▶ **Input rows**
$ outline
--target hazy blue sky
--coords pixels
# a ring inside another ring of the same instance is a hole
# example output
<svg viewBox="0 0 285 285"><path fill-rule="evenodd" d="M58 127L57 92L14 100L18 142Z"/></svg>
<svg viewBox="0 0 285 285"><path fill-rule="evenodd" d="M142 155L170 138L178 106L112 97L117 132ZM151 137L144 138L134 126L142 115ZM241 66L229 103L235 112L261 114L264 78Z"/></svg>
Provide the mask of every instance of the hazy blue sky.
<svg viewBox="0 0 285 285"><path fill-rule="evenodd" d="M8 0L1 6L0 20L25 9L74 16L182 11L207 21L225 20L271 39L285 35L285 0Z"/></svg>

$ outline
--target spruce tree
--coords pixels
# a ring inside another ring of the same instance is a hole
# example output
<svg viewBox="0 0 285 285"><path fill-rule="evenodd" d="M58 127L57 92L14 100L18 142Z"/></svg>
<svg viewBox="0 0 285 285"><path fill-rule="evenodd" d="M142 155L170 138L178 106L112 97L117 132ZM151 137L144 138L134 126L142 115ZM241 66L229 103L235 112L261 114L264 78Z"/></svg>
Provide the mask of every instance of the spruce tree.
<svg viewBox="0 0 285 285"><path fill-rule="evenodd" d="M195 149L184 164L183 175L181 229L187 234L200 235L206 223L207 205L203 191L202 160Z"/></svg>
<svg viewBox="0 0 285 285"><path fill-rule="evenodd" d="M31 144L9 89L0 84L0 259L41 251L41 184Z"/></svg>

▶ **Your goal**
Reproduce all of the material above verbatim, line for line.

▶ **Task answer**
$ outline
--target hazy blue sky
--coords pixels
# a ring inside another ring of the same instance is a hole
# example output
<svg viewBox="0 0 285 285"><path fill-rule="evenodd" d="M58 127L57 92L14 100L18 142Z"/></svg>
<svg viewBox="0 0 285 285"><path fill-rule="evenodd" d="M142 155L170 138L178 106L112 97L117 132ZM151 137L144 138L134 126L142 115ZM241 66L229 103L235 112L261 114L264 78Z"/></svg>
Provide the mask of every instance of the hazy blue sky.
<svg viewBox="0 0 285 285"><path fill-rule="evenodd" d="M8 0L1 6L0 20L25 9L74 16L182 11L207 21L225 20L271 39L285 35L285 0Z"/></svg>

$ outline
--target spruce tree
--coords pixels
# a ring inside another ring of the same instance is a hole
# example output
<svg viewBox="0 0 285 285"><path fill-rule="evenodd" d="M58 127L57 92L14 100L18 142Z"/></svg>
<svg viewBox="0 0 285 285"><path fill-rule="evenodd" d="M142 155L170 138L178 106L112 97L117 132ZM151 137L144 138L134 126L142 115ZM241 66L229 103L235 112L261 114L264 78Z"/></svg>
Provide the mask of every instance of the spruce tree.
<svg viewBox="0 0 285 285"><path fill-rule="evenodd" d="M195 149L184 164L183 175L181 229L187 234L200 235L206 223L207 205L203 191L202 160Z"/></svg>
<svg viewBox="0 0 285 285"><path fill-rule="evenodd" d="M31 144L9 89L0 84L0 259L41 251L41 184Z"/></svg>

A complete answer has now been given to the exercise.